» What you will do: What do the lines from the one containing "[point] every instance of the high-rise" through the end of the entries say? Quote them exactly, and only them.
┏━━
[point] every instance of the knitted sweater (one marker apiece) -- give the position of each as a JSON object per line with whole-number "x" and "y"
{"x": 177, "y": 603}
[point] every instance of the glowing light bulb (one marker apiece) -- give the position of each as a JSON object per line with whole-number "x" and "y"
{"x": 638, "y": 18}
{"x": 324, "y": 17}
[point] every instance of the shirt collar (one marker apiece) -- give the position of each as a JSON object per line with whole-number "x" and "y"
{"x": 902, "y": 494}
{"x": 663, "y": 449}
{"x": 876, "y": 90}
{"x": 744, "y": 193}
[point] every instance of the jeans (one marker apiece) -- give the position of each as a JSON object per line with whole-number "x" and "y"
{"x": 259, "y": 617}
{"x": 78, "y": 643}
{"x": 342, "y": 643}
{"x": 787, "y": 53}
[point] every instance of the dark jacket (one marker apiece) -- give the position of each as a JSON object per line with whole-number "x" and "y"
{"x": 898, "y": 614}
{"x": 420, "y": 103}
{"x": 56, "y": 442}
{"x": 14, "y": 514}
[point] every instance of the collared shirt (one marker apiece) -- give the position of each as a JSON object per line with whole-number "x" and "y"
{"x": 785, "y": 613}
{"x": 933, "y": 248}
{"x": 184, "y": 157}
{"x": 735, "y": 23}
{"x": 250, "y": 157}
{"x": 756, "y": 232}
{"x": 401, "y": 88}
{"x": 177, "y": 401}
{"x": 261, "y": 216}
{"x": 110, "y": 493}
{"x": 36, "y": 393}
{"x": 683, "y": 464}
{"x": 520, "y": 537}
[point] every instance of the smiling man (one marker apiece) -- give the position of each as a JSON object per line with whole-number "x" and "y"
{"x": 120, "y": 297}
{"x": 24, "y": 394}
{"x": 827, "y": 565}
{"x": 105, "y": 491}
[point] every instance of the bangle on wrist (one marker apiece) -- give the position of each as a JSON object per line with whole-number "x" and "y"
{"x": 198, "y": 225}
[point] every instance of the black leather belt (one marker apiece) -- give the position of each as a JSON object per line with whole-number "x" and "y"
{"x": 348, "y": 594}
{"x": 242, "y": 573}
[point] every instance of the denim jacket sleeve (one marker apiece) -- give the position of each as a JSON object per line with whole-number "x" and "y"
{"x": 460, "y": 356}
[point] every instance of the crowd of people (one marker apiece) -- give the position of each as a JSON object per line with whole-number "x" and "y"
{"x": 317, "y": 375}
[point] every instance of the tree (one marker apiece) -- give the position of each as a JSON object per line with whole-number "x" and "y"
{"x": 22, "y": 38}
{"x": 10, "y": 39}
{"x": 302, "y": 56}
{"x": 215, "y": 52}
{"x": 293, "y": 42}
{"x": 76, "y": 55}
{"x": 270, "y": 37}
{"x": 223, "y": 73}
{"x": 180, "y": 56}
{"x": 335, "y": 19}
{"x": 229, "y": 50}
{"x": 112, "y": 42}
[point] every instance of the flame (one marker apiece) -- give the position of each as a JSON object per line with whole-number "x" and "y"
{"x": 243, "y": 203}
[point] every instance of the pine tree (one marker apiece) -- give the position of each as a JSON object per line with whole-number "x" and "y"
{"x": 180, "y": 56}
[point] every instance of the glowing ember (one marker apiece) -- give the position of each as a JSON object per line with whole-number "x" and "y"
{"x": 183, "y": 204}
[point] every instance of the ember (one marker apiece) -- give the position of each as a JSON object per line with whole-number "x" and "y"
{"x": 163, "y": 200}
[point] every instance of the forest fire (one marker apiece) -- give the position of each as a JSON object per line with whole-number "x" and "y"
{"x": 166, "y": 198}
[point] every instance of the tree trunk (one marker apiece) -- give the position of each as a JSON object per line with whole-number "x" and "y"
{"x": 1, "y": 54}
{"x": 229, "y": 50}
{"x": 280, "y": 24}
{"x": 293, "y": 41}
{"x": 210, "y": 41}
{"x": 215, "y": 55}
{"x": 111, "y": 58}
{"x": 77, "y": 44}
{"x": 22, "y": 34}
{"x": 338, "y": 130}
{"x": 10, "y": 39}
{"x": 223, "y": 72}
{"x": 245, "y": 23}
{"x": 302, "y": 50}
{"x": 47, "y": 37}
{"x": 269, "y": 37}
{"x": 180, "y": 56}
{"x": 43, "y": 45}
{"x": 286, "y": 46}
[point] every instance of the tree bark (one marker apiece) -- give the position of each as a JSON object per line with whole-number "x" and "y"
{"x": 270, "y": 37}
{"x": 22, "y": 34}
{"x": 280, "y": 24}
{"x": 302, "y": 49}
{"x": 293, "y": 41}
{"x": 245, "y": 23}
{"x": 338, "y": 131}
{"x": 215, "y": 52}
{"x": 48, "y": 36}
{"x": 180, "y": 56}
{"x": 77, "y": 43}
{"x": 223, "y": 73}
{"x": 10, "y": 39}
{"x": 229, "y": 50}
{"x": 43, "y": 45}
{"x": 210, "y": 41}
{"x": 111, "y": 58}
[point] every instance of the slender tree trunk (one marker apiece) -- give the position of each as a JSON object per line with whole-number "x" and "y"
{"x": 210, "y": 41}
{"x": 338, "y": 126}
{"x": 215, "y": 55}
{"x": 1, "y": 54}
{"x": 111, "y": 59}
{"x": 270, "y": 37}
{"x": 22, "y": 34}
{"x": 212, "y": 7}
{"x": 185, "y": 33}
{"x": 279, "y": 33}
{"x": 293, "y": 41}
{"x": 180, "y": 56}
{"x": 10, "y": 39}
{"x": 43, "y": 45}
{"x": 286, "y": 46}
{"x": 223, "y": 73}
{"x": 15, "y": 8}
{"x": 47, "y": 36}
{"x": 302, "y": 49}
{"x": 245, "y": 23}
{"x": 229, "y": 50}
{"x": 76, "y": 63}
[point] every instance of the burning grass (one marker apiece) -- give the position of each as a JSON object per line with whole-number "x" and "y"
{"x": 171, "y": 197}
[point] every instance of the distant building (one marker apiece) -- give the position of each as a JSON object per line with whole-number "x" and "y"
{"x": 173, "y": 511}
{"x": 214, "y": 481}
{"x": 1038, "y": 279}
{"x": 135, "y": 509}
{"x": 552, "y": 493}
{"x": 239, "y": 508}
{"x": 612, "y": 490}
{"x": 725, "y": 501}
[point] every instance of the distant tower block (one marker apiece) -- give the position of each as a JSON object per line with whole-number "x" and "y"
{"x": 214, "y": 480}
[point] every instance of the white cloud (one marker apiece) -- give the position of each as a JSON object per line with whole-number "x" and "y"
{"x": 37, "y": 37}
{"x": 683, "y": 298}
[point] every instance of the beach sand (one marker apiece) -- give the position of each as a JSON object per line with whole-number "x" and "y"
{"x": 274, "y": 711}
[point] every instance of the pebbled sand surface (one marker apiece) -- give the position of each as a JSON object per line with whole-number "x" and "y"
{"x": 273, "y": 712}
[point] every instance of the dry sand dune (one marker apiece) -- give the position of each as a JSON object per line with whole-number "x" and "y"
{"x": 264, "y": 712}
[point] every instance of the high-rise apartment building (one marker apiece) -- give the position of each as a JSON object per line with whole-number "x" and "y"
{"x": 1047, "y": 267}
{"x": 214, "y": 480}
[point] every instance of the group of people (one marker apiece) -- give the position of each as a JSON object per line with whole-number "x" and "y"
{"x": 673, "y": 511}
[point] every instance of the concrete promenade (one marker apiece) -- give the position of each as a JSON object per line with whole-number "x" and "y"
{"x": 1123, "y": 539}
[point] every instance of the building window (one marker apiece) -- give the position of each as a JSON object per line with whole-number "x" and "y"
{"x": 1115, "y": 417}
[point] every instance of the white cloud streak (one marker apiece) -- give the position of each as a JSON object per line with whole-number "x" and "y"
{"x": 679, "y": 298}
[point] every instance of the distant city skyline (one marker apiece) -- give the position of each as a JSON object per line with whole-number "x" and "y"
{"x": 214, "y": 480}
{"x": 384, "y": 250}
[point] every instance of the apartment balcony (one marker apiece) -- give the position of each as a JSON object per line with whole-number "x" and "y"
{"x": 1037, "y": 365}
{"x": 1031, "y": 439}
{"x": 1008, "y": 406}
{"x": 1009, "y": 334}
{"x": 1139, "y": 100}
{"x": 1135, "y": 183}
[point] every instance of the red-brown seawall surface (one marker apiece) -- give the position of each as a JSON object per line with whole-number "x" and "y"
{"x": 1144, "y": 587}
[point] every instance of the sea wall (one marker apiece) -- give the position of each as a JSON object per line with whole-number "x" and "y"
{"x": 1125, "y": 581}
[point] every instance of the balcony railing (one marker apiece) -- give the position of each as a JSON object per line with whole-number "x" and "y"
┗━━
» Solution to this exercise:
[point] every instance of the high-rise apartment building (one marker apiece) -- give the position of each as a JSON object per line with whole-number "x" and "y"
{"x": 1047, "y": 267}
{"x": 214, "y": 480}
[point] every instance of the group of people (one marker apiece) -- give the position of each as a JSON object per line with whole-number "x" and "y"
{"x": 673, "y": 511}
[point] every instance of the concrete promenade (one marker apiece) -- give the position of each as a JSON object per line with whole-number "x" and "y"
{"x": 1123, "y": 539}
[point] every instance of the building window (one marker apiece) -- give the position of each as a JSON object per line with whole-number "x" and "y"
{"x": 1115, "y": 417}
[point] every instance of the white cloud streak (one marker apiece) -- give the position of each as a JSON object per line with whole-number "x" and "y"
{"x": 679, "y": 298}
[point] every instance of the distant city skyline (one marker apiece) -- give the position of each as a JSON object per line with whole-number "x" and "y"
{"x": 214, "y": 480}
{"x": 384, "y": 250}
[point] every instance of the apartment balcony (one marker apiece) -- give the position of each as a JSON object per line with whole-number "x" and "y"
{"x": 1037, "y": 365}
{"x": 1031, "y": 439}
{"x": 1008, "y": 406}
{"x": 1009, "y": 334}
{"x": 1139, "y": 100}
{"x": 1135, "y": 183}
[point] every instance of the red-brown seawall surface (one marker apiece) -- give the position of each as a JSON object per line with whole-number "x" and "y"
{"x": 1144, "y": 587}
[point] every instance of the sea wall (one marker apiece) -- give the position of each as a JSON object per line with whole-number "x" and "y"
{"x": 1125, "y": 581}
[point] every instance of the balcony railing (one marker apiece) -- give the position of each as a JSON object per line with whole-number "x" and "y"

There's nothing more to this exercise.